* What you need to do *
Could you transcribe each entry below exactly, minus the images?

* Supplied data *
= = = =
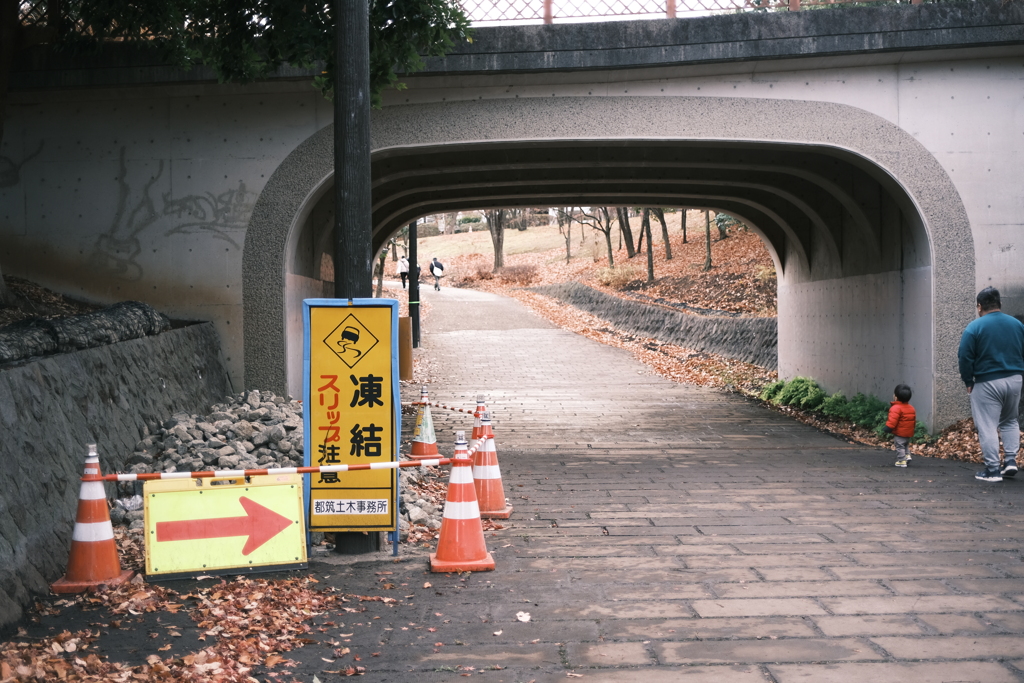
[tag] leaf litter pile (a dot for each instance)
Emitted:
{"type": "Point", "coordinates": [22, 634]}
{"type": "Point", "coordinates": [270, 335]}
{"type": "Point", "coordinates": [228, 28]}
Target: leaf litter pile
{"type": "Point", "coordinates": [741, 281]}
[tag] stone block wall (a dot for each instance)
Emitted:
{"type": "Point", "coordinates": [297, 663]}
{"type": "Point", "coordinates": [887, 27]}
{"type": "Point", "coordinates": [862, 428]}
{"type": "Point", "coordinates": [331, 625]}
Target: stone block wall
{"type": "Point", "coordinates": [750, 339]}
{"type": "Point", "coordinates": [51, 408]}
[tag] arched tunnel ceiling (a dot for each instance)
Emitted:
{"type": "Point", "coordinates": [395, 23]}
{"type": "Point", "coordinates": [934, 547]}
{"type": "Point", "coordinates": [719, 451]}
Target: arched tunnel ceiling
{"type": "Point", "coordinates": [823, 213]}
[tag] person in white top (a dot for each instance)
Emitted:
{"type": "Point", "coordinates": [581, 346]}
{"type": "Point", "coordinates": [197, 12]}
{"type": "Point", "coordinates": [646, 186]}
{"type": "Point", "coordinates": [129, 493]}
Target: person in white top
{"type": "Point", "coordinates": [403, 270]}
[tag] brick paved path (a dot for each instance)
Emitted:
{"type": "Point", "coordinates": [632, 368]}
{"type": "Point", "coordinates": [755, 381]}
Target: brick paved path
{"type": "Point", "coordinates": [667, 532]}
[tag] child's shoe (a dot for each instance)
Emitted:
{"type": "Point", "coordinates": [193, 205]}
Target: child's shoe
{"type": "Point", "coordinates": [988, 475]}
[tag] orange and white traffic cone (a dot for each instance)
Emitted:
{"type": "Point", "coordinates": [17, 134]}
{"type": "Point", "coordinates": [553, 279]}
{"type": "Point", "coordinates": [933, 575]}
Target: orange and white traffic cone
{"type": "Point", "coordinates": [93, 559]}
{"type": "Point", "coordinates": [424, 439]}
{"type": "Point", "coordinates": [487, 476]}
{"type": "Point", "coordinates": [480, 410]}
{"type": "Point", "coordinates": [461, 546]}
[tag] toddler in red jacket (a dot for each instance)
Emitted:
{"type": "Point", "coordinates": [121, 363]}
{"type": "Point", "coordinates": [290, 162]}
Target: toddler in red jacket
{"type": "Point", "coordinates": [901, 423]}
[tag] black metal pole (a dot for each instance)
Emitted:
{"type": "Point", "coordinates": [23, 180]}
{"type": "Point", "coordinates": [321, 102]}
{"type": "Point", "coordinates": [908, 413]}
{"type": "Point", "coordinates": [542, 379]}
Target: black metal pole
{"type": "Point", "coordinates": [414, 285]}
{"type": "Point", "coordinates": [352, 257]}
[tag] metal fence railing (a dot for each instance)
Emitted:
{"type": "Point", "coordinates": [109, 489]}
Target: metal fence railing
{"type": "Point", "coordinates": [43, 14]}
{"type": "Point", "coordinates": [532, 11]}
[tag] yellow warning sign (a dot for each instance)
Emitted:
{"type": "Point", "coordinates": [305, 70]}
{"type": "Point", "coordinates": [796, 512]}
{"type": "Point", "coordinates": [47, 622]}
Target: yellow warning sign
{"type": "Point", "coordinates": [351, 386]}
{"type": "Point", "coordinates": [196, 526]}
{"type": "Point", "coordinates": [350, 341]}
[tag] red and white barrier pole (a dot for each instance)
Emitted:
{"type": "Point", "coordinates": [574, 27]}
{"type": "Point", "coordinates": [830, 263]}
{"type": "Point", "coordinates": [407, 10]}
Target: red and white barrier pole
{"type": "Point", "coordinates": [224, 474]}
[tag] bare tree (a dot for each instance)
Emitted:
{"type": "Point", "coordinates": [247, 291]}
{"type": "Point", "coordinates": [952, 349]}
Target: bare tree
{"type": "Point", "coordinates": [624, 227]}
{"type": "Point", "coordinates": [565, 229]}
{"type": "Point", "coordinates": [707, 241]}
{"type": "Point", "coordinates": [381, 260]}
{"type": "Point", "coordinates": [722, 224]}
{"type": "Point", "coordinates": [645, 228]}
{"type": "Point", "coordinates": [496, 225]}
{"type": "Point", "coordinates": [659, 214]}
{"type": "Point", "coordinates": [600, 220]}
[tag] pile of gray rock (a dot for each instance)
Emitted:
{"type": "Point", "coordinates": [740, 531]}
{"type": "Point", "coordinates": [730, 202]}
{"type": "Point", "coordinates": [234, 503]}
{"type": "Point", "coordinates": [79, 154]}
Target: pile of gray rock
{"type": "Point", "coordinates": [250, 430]}
{"type": "Point", "coordinates": [418, 506]}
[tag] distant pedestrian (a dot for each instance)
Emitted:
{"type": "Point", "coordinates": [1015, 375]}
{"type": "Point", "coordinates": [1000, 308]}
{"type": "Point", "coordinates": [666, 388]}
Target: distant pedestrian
{"type": "Point", "coordinates": [437, 270]}
{"type": "Point", "coordinates": [991, 365]}
{"type": "Point", "coordinates": [901, 423]}
{"type": "Point", "coordinates": [403, 270]}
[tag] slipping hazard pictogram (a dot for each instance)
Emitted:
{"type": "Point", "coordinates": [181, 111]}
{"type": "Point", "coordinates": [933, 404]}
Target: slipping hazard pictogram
{"type": "Point", "coordinates": [196, 526]}
{"type": "Point", "coordinates": [350, 412]}
{"type": "Point", "coordinates": [350, 341]}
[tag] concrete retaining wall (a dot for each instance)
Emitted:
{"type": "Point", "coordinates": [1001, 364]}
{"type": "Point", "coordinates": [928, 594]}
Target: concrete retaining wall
{"type": "Point", "coordinates": [750, 339]}
{"type": "Point", "coordinates": [51, 408]}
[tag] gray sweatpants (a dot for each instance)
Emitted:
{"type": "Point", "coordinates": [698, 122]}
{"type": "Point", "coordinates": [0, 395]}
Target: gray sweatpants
{"type": "Point", "coordinates": [994, 407]}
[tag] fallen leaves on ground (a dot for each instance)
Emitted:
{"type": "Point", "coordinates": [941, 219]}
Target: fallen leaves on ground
{"type": "Point", "coordinates": [250, 623]}
{"type": "Point", "coordinates": [741, 279]}
{"type": "Point", "coordinates": [669, 360]}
= = = =
* Task result *
[tag] leaf litter pile (a dot for each instance)
Emitted:
{"type": "Point", "coordinates": [22, 634]}
{"type": "Point", "coordinates": [270, 335]}
{"type": "Point", "coordinates": [228, 28]}
Target: leaf litter pile
{"type": "Point", "coordinates": [741, 281]}
[tag] stone block wall (a dot for each instance)
Emitted:
{"type": "Point", "coordinates": [297, 663]}
{"type": "Point", "coordinates": [887, 27]}
{"type": "Point", "coordinates": [862, 428]}
{"type": "Point", "coordinates": [331, 625]}
Target: stone block wall
{"type": "Point", "coordinates": [750, 339]}
{"type": "Point", "coordinates": [51, 408]}
[tag] arched tunnel ceiling (a dot for each instance)
Emitted:
{"type": "Point", "coordinates": [395, 23]}
{"type": "Point", "coordinates": [934, 547]}
{"type": "Point", "coordinates": [719, 451]}
Target: arched tunnel ceiling
{"type": "Point", "coordinates": [823, 213]}
[tag] person in white top (a dot for each instance)
Emitted:
{"type": "Point", "coordinates": [581, 346]}
{"type": "Point", "coordinates": [197, 12]}
{"type": "Point", "coordinates": [646, 186]}
{"type": "Point", "coordinates": [129, 493]}
Target: person in white top
{"type": "Point", "coordinates": [403, 270]}
[tag] brick paved path (a dot for each instance)
Emitted:
{"type": "Point", "coordinates": [632, 368]}
{"type": "Point", "coordinates": [755, 381]}
Target: brick paved path
{"type": "Point", "coordinates": [667, 532]}
[tag] child's shoe (a dot for each instance)
Emitted:
{"type": "Point", "coordinates": [193, 205]}
Target: child's shoe
{"type": "Point", "coordinates": [988, 475]}
[tag] orange and white traffic cone (a dot for each instance)
Emitted:
{"type": "Point", "coordinates": [17, 134]}
{"type": "Point", "coordinates": [553, 279]}
{"type": "Point", "coordinates": [933, 575]}
Target: orange and white traffic cone
{"type": "Point", "coordinates": [93, 559]}
{"type": "Point", "coordinates": [424, 439]}
{"type": "Point", "coordinates": [487, 476]}
{"type": "Point", "coordinates": [480, 410]}
{"type": "Point", "coordinates": [461, 546]}
[tag] toddler in red jacket (a dot for each instance)
Emitted:
{"type": "Point", "coordinates": [121, 363]}
{"type": "Point", "coordinates": [290, 162]}
Target: toddler in red jacket
{"type": "Point", "coordinates": [901, 423]}
[tag] black metal pole (a dot for each instance)
Emitted:
{"type": "Point", "coordinates": [23, 180]}
{"type": "Point", "coordinates": [321, 102]}
{"type": "Point", "coordinates": [908, 413]}
{"type": "Point", "coordinates": [542, 379]}
Target: black metal pole
{"type": "Point", "coordinates": [414, 285]}
{"type": "Point", "coordinates": [352, 257]}
[tag] metal fence railing (a dot for each instance)
Emitted:
{"type": "Point", "coordinates": [109, 489]}
Target: metal fence railing
{"type": "Point", "coordinates": [43, 14]}
{"type": "Point", "coordinates": [532, 11]}
[tag] yellow warning sign (a dot for each instance)
Emitted:
{"type": "Point", "coordinates": [305, 70]}
{"type": "Point", "coordinates": [796, 512]}
{"type": "Point", "coordinates": [47, 622]}
Target: yellow warning sign
{"type": "Point", "coordinates": [351, 386]}
{"type": "Point", "coordinates": [196, 526]}
{"type": "Point", "coordinates": [350, 341]}
[tag] red and white barrier pole (a dot for each instance)
Emitted:
{"type": "Point", "coordinates": [574, 27]}
{"type": "Point", "coordinates": [830, 263]}
{"type": "Point", "coordinates": [407, 10]}
Target: red and white barrier pole
{"type": "Point", "coordinates": [224, 474]}
[tag] bare tree (a dot for each instance)
Emitted:
{"type": "Point", "coordinates": [247, 291]}
{"type": "Point", "coordinates": [952, 349]}
Target: bare tree
{"type": "Point", "coordinates": [624, 227]}
{"type": "Point", "coordinates": [565, 229]}
{"type": "Point", "coordinates": [707, 241]}
{"type": "Point", "coordinates": [381, 260]}
{"type": "Point", "coordinates": [722, 224]}
{"type": "Point", "coordinates": [645, 228]}
{"type": "Point", "coordinates": [496, 225]}
{"type": "Point", "coordinates": [659, 214]}
{"type": "Point", "coordinates": [600, 220]}
[tag] pile of gray rock (a dot for each instance)
Emitted:
{"type": "Point", "coordinates": [740, 531]}
{"type": "Point", "coordinates": [730, 202]}
{"type": "Point", "coordinates": [234, 503]}
{"type": "Point", "coordinates": [79, 154]}
Target: pile of gray rock
{"type": "Point", "coordinates": [250, 430]}
{"type": "Point", "coordinates": [418, 506]}
[tag] distant pedestrian (a dot for each instance)
Emitted:
{"type": "Point", "coordinates": [1015, 375]}
{"type": "Point", "coordinates": [1000, 308]}
{"type": "Point", "coordinates": [666, 388]}
Target: distant pedestrian
{"type": "Point", "coordinates": [437, 270]}
{"type": "Point", "coordinates": [991, 365]}
{"type": "Point", "coordinates": [901, 423]}
{"type": "Point", "coordinates": [403, 270]}
[tag] slipping hazard pictogram (a dot for each instance)
Emitted:
{"type": "Point", "coordinates": [181, 111]}
{"type": "Point", "coordinates": [933, 404]}
Target: slipping hazard pictogram
{"type": "Point", "coordinates": [196, 526]}
{"type": "Point", "coordinates": [350, 412]}
{"type": "Point", "coordinates": [350, 341]}
[tag] concrete retaining wall (a dot for each instance)
Emitted:
{"type": "Point", "coordinates": [1001, 364]}
{"type": "Point", "coordinates": [928, 594]}
Target: concrete retaining wall
{"type": "Point", "coordinates": [750, 339]}
{"type": "Point", "coordinates": [51, 408]}
[tag] gray sweatpants (a dot for each instance)
Emitted:
{"type": "Point", "coordinates": [698, 122]}
{"type": "Point", "coordinates": [0, 395]}
Target: gray sweatpants
{"type": "Point", "coordinates": [994, 407]}
[tag] fallen leaves on ground (a dot for each instance)
Emitted:
{"type": "Point", "coordinates": [941, 219]}
Target: fallen leaves on ground
{"type": "Point", "coordinates": [250, 623]}
{"type": "Point", "coordinates": [741, 279]}
{"type": "Point", "coordinates": [669, 360]}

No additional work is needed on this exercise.